## Begin Source data

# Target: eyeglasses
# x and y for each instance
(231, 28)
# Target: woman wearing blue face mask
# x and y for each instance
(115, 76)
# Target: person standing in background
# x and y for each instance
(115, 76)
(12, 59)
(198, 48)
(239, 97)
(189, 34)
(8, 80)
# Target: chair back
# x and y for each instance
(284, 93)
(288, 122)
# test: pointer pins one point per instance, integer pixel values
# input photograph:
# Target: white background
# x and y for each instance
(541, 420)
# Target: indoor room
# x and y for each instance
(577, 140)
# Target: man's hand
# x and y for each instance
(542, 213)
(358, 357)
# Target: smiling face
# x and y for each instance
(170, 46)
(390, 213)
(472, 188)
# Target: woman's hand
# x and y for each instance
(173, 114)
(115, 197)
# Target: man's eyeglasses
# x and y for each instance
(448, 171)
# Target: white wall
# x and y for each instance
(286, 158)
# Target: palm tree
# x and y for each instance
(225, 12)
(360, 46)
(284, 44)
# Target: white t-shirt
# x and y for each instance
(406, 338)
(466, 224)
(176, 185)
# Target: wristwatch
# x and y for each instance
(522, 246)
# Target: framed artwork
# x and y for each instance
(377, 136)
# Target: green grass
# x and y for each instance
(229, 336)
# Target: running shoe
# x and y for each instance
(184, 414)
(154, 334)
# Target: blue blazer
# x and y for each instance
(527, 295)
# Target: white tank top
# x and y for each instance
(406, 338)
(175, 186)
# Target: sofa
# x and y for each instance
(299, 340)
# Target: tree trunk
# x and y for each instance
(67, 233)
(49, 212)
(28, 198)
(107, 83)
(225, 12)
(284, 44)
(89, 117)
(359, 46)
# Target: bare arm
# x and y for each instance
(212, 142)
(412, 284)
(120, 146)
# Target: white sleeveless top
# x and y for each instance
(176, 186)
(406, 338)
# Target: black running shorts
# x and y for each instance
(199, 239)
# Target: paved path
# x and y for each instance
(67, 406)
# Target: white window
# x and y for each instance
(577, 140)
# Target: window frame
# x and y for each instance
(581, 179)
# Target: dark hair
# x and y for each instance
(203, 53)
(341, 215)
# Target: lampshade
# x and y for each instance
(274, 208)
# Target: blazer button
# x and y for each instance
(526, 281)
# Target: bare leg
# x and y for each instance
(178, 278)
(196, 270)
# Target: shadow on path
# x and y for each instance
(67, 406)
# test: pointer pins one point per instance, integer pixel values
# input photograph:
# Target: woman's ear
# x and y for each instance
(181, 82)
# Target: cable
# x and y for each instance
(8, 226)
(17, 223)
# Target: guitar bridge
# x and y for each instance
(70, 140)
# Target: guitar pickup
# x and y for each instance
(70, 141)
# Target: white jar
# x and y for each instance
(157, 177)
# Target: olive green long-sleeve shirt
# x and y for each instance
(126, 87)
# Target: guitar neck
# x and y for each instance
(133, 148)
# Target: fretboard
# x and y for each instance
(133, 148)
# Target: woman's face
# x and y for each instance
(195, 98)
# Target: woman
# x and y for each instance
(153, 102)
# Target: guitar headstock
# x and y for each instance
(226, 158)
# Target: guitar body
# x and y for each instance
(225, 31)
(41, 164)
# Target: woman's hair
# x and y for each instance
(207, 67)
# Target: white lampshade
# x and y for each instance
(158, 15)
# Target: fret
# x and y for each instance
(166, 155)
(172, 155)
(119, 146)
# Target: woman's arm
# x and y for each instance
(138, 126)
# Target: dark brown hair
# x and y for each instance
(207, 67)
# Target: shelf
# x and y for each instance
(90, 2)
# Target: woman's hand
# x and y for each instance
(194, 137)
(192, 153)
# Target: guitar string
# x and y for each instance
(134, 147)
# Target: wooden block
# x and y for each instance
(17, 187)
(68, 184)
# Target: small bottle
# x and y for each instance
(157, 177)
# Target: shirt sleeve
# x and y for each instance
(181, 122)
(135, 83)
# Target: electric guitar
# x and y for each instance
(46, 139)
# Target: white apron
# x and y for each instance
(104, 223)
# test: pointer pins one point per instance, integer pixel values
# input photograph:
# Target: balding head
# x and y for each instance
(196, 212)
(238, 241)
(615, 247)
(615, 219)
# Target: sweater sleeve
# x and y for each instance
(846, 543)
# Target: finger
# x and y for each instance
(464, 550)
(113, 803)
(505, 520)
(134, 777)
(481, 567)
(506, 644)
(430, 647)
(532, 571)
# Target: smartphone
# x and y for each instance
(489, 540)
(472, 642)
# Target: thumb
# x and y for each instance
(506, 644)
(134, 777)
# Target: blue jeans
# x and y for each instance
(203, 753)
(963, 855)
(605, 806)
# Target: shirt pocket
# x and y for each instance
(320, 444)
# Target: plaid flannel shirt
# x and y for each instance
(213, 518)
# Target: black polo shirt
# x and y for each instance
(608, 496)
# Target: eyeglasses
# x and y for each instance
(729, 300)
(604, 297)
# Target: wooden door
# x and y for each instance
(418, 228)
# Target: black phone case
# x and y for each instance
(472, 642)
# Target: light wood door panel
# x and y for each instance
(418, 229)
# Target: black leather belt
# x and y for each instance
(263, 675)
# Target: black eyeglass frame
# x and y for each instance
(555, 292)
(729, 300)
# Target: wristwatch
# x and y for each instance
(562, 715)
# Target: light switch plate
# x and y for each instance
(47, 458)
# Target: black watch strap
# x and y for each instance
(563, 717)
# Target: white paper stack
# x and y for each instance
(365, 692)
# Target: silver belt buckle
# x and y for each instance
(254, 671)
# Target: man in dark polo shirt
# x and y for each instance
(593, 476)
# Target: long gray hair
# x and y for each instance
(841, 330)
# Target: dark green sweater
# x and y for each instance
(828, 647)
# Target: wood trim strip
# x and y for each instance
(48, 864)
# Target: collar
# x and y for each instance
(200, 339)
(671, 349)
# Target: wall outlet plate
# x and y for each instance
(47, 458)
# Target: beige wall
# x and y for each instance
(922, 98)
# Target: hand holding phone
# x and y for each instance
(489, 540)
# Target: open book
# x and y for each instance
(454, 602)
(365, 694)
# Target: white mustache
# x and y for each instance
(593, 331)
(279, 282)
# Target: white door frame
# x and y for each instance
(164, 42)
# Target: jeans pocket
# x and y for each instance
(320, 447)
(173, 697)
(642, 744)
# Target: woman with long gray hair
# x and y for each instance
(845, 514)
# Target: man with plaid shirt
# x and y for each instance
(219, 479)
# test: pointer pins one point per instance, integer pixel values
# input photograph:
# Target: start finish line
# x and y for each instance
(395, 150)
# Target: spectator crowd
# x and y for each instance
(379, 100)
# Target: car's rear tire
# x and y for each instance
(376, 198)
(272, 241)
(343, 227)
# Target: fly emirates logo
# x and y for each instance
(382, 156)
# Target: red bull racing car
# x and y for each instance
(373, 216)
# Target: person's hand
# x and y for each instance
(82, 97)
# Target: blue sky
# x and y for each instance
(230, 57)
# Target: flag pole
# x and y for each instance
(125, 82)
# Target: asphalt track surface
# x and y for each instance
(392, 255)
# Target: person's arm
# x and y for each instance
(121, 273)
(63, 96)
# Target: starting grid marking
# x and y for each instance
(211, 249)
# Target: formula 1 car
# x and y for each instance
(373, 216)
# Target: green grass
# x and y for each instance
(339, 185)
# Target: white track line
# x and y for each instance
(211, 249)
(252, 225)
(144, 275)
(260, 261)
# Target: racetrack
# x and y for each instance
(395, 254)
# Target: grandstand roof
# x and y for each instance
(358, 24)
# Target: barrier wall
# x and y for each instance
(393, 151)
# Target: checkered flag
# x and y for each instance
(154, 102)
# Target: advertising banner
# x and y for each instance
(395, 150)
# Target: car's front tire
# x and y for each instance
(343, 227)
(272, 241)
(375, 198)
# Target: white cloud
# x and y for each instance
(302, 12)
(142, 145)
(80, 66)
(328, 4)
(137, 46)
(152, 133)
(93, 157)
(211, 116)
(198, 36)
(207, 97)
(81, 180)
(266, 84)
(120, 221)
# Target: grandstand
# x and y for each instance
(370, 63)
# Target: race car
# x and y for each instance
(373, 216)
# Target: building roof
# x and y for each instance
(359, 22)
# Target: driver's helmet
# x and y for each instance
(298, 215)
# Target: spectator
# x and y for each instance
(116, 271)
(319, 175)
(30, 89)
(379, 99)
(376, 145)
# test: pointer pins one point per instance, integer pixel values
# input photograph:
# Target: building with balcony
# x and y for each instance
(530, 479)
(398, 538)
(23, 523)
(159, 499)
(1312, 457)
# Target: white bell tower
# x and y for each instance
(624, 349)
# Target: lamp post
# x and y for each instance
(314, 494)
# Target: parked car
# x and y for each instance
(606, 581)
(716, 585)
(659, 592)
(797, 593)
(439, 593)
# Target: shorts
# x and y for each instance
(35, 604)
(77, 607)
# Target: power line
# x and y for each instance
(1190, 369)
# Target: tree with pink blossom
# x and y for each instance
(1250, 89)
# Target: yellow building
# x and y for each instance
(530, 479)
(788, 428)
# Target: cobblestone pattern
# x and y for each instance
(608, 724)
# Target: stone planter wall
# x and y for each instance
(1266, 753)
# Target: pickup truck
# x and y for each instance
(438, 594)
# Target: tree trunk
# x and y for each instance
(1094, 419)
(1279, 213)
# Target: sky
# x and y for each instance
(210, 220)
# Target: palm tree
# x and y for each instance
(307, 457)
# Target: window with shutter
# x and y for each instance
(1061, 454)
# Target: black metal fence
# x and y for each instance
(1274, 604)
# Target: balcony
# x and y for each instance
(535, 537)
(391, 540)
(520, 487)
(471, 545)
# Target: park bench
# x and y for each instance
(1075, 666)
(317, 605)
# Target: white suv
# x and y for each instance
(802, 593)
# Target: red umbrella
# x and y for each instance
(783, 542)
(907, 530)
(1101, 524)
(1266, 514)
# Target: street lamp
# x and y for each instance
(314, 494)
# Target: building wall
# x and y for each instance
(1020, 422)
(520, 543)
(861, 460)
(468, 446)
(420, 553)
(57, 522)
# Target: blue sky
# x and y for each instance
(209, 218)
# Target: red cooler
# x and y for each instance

## End Source data

> Task prompt
Retype only the lines running from the line with "# Target: window with shutter" to the end of the listing, including both of those lines.

> Written response
# Target: window with shutter
# x and y for each instance
(1061, 454)
# Target: black metal fence
# x and y for each instance
(1274, 604)
# Target: balcony
# x and y for each instance
(535, 537)
(391, 540)
(520, 487)
(471, 545)
# Target: park bench
# x and y for each instance
(1075, 666)
(317, 605)
# Target: white suv
# x and y for each instance
(802, 593)
# Target: red umbrella
# x and y for each instance
(783, 542)
(907, 530)
(1101, 524)
(1266, 514)
# Target: street lamp
# x and y for each instance
(314, 494)
# Target: building wall
# x and y for each instance
(1020, 422)
(520, 543)
(861, 460)
(468, 446)
(420, 553)
(57, 522)
# Target: blue sky
# x and y for each instance
(209, 218)
# Target: red cooler
# x and y for each instance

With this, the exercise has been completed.